Please select each line below that contains the word "shadow", and copy those lines out in full.

RECORDS FOR PROCESSING:
━━━━━━━━━━━━━━━━━━━━━━━━━━━━━━

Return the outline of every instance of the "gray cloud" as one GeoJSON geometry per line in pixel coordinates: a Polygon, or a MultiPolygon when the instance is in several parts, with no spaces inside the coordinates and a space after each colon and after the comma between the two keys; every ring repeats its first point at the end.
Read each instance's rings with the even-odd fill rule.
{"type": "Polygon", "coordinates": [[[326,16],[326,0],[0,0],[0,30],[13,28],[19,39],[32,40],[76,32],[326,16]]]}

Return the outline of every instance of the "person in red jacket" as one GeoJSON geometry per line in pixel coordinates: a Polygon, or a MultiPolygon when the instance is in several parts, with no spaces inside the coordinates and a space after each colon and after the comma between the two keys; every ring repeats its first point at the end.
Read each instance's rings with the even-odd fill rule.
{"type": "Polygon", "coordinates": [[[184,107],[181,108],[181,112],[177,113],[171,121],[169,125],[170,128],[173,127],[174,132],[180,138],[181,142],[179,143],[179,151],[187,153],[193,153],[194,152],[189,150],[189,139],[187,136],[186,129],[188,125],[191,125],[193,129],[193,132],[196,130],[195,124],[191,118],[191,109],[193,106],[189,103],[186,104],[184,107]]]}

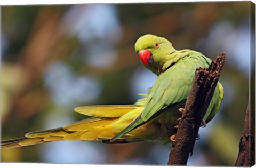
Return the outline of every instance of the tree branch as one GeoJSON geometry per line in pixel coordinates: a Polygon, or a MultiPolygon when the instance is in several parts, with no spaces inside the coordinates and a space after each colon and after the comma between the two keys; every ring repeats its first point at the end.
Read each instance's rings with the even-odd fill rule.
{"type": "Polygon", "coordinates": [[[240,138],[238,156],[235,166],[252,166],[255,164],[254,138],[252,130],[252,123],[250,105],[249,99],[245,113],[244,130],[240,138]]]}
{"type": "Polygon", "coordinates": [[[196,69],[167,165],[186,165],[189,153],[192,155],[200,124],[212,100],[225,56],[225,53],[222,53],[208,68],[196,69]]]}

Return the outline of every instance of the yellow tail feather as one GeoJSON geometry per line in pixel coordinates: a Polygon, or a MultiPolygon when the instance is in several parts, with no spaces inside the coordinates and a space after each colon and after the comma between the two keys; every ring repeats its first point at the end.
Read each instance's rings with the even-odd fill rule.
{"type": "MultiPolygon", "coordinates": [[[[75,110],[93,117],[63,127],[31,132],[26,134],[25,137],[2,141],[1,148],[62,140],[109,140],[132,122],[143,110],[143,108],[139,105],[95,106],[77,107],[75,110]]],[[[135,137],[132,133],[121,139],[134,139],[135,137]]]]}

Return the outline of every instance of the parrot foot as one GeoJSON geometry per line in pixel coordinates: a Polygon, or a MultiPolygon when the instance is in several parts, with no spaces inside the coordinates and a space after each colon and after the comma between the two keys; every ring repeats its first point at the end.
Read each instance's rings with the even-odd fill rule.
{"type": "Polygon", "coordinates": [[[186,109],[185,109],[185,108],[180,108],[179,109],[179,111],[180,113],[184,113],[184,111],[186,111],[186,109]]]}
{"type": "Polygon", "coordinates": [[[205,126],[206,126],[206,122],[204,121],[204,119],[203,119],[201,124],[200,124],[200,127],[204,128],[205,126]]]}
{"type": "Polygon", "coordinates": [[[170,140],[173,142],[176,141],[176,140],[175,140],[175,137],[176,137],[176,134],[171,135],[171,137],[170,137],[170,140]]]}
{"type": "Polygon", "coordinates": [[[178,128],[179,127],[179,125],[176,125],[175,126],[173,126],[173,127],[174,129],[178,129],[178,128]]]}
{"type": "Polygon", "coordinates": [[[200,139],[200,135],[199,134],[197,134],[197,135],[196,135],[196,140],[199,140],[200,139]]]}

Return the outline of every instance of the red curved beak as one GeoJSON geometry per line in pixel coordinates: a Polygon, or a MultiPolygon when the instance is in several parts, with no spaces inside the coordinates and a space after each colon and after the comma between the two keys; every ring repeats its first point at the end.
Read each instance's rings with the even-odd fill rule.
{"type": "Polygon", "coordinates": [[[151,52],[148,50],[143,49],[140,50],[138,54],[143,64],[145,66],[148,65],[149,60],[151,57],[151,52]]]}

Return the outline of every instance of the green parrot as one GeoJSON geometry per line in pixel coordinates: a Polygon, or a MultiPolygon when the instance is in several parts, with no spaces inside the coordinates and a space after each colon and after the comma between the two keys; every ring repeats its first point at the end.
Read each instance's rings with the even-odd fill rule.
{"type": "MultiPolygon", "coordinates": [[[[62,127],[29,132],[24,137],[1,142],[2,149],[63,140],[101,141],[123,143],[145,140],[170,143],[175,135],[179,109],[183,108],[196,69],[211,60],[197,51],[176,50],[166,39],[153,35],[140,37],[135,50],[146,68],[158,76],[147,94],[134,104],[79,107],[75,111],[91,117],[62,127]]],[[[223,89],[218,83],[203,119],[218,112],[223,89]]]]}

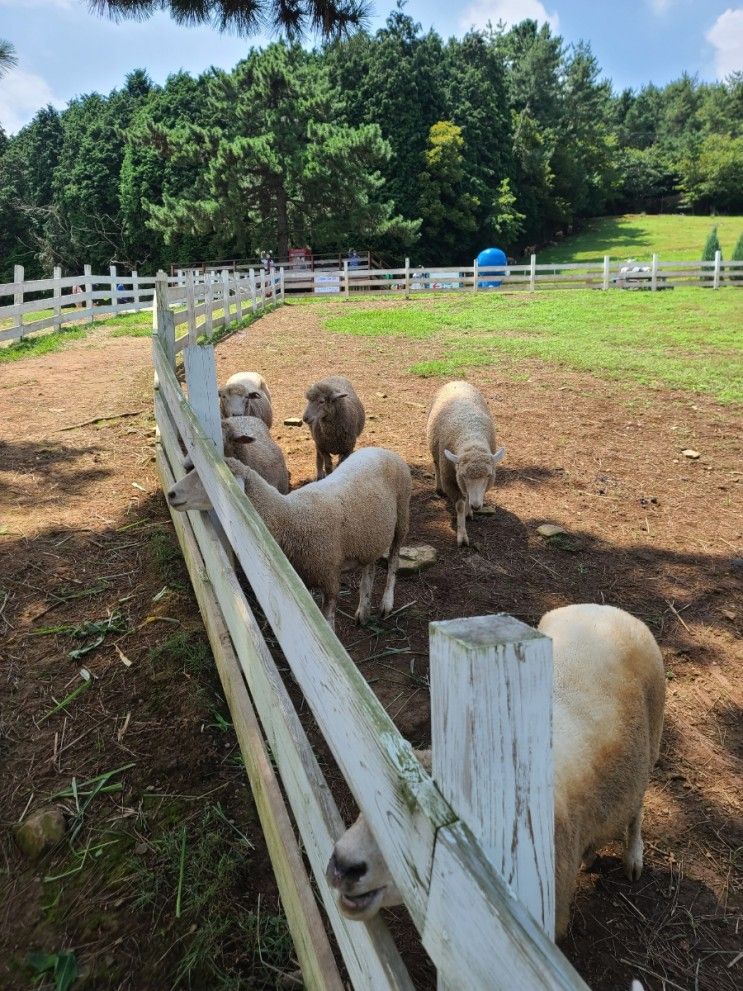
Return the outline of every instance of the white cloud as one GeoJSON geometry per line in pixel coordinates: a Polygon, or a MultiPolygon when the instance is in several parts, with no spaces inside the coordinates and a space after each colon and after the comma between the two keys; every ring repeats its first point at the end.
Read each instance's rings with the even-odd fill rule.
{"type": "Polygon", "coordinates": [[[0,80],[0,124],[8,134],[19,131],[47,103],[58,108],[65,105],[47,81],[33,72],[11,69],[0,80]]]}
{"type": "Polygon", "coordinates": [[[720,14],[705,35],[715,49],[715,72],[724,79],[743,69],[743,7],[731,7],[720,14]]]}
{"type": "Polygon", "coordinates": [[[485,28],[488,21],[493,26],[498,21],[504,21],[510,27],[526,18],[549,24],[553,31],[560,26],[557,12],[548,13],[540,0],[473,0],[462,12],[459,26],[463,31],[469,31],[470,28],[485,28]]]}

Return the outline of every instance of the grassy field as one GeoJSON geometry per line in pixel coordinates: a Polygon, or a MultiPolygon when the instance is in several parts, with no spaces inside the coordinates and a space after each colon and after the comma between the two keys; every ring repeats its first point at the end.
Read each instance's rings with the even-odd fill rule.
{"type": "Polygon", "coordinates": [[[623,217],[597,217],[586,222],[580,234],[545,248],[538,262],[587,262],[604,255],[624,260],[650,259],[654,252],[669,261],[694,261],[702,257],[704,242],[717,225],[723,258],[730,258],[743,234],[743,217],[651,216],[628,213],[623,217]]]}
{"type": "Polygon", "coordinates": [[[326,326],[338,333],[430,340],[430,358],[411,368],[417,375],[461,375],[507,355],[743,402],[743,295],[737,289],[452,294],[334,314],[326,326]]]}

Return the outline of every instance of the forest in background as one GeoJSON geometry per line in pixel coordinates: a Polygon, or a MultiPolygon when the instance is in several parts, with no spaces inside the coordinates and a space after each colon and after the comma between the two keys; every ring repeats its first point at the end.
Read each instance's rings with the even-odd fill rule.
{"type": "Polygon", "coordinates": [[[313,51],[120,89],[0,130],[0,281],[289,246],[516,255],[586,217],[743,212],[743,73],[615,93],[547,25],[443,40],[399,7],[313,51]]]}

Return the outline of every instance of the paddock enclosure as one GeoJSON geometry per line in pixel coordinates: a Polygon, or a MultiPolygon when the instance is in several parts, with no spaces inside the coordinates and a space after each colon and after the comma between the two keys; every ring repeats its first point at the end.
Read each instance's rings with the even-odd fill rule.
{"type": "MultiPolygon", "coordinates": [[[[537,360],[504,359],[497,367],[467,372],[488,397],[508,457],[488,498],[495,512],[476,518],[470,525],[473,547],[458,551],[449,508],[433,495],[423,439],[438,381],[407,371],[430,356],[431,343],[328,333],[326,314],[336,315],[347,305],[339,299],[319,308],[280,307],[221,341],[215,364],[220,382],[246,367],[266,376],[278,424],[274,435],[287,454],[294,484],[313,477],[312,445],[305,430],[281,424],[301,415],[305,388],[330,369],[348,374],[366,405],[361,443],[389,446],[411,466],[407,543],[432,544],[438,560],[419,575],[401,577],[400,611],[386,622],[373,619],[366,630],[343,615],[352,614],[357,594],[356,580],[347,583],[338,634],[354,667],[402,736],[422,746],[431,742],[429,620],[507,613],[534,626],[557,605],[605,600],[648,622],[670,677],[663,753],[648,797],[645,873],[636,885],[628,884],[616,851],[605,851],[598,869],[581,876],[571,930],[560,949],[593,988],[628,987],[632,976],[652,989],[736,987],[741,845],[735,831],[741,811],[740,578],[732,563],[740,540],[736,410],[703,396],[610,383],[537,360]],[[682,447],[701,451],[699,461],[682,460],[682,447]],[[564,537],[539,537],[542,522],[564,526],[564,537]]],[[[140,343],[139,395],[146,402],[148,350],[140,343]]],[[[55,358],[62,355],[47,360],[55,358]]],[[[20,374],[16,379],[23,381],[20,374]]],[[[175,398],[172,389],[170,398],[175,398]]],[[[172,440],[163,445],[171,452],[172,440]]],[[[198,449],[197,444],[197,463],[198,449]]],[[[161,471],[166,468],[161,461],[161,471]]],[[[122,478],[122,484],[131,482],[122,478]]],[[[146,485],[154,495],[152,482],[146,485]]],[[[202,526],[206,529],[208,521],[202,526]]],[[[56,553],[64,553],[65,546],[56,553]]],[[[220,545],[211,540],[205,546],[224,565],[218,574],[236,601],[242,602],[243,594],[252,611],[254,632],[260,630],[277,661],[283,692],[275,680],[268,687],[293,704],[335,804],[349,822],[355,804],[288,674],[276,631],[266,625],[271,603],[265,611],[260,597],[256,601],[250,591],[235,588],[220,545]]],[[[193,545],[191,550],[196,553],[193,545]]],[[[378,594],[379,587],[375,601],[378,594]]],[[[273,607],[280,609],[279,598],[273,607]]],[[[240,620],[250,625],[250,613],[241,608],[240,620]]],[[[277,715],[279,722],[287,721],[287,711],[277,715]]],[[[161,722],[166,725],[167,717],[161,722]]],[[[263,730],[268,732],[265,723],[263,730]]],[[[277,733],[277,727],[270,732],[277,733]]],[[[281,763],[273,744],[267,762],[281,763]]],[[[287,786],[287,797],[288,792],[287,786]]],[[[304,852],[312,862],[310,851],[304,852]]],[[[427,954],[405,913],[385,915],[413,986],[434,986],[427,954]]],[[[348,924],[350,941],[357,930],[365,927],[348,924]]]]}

━━━━━━━━━━━━━━━━━━━━━━━━━━━━━━

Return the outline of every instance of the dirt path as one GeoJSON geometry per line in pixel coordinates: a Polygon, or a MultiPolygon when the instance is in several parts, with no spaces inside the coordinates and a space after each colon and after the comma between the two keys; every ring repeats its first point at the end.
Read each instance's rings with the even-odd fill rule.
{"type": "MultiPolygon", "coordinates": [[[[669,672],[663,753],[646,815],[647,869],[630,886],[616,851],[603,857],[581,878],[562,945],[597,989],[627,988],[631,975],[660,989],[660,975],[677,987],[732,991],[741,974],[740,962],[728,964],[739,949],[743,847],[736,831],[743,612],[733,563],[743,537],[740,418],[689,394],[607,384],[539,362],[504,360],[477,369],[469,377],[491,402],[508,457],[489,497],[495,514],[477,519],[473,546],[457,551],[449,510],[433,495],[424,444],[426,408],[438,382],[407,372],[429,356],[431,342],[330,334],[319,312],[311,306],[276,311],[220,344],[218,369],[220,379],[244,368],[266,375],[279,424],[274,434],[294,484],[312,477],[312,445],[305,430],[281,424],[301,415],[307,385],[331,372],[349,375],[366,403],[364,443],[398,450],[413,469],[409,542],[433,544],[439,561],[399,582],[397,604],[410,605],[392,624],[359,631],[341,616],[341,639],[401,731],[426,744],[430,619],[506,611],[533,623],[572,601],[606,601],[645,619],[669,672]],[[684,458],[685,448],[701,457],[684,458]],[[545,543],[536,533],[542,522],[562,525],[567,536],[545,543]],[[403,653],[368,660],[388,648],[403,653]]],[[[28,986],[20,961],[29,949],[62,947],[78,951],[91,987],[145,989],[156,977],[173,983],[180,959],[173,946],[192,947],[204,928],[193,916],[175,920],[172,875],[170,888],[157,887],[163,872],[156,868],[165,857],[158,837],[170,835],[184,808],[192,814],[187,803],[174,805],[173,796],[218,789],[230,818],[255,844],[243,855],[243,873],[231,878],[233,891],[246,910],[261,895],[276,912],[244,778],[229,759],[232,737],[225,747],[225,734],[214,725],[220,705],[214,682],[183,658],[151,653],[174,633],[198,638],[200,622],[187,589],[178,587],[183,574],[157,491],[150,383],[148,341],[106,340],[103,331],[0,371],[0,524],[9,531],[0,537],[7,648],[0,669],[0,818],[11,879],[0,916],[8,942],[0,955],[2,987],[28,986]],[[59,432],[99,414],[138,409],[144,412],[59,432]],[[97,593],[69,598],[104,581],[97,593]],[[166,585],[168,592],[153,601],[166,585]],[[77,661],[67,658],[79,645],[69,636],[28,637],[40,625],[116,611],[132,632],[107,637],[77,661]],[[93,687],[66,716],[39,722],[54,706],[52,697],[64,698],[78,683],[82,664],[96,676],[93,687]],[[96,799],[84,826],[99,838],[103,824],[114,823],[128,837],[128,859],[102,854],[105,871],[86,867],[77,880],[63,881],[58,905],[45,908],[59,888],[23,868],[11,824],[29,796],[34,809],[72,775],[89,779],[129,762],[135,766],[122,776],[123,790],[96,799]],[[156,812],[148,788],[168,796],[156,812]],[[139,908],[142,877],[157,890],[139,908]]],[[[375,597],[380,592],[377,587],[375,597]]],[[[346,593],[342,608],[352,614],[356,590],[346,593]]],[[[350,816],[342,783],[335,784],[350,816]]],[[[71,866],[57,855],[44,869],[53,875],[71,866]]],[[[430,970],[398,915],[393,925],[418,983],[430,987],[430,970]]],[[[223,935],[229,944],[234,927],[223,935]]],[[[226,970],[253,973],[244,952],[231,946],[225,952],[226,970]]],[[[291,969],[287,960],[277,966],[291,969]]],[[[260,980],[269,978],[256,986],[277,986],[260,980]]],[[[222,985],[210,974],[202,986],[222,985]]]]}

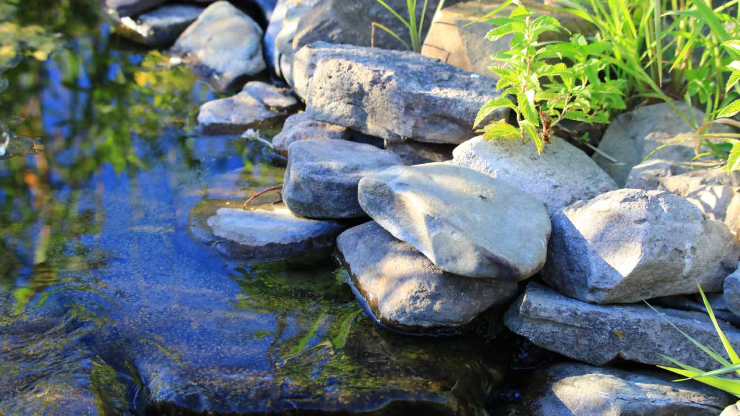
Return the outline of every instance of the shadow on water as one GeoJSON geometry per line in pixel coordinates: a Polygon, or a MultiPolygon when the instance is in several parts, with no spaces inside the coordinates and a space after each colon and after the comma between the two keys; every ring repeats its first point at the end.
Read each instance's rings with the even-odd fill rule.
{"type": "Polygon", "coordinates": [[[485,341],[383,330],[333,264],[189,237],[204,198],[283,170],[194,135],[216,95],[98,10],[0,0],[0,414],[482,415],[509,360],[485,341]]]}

━━━━━━━━━━━━━━━━━━━━━━━━━━━━━━

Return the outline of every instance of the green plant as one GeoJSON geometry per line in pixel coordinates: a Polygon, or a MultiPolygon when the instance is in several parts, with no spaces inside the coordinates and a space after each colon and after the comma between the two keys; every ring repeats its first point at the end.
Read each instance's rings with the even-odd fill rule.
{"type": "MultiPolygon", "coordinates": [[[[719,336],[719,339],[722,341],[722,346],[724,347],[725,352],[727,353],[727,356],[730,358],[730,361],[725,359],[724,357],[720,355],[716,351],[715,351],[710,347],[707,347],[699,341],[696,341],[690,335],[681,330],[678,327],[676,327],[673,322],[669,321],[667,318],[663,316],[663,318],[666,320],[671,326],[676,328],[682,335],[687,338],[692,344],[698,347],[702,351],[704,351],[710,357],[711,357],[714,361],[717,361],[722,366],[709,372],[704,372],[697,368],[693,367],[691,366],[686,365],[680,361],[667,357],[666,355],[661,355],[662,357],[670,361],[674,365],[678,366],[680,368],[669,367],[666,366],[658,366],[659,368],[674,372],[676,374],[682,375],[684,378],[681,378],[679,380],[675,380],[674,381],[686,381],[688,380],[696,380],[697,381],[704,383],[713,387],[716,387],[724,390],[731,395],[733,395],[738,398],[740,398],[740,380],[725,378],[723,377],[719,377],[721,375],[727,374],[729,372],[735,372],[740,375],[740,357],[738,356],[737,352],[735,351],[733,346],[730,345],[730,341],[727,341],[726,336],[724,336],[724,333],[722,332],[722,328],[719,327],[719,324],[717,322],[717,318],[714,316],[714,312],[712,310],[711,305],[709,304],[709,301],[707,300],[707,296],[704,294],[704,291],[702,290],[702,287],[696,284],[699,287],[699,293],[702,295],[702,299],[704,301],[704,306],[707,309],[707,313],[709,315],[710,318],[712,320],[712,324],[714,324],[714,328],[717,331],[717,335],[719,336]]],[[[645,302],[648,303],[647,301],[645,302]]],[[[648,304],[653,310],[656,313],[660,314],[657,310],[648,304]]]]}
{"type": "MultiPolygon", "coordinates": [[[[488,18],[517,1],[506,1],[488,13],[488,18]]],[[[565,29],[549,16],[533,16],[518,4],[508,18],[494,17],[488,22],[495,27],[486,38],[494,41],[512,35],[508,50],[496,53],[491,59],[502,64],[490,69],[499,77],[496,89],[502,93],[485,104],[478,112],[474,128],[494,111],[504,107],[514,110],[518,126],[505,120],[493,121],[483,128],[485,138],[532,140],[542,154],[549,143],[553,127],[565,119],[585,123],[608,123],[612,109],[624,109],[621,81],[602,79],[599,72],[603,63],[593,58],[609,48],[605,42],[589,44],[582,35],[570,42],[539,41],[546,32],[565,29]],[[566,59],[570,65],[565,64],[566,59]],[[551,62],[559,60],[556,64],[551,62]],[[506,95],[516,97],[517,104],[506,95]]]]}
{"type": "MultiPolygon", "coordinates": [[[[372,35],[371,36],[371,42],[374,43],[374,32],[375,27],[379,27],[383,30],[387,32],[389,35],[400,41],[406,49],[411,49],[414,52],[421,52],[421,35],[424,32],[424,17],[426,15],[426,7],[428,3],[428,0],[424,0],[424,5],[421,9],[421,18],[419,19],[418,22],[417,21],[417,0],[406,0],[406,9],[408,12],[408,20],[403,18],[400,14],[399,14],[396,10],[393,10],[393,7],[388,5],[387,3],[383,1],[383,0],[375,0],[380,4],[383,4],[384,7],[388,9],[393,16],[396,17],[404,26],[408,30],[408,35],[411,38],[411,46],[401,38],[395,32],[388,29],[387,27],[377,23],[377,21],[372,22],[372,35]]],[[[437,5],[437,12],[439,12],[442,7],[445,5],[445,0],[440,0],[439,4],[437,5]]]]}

━━━━━━━━━━━━━━━━━━━━━━━━━━━━━━

RIGHT ANSWER:
Return the outline of every instance of the shadow on water as one GeoJSON geometry per line in pixel coordinates: a Polygon, or a MultiPolygon when the instance is in several parts, with no spaces inside the coordinates and a space after each colon and after the comma between the two keys; every ring repeats its first point at the end.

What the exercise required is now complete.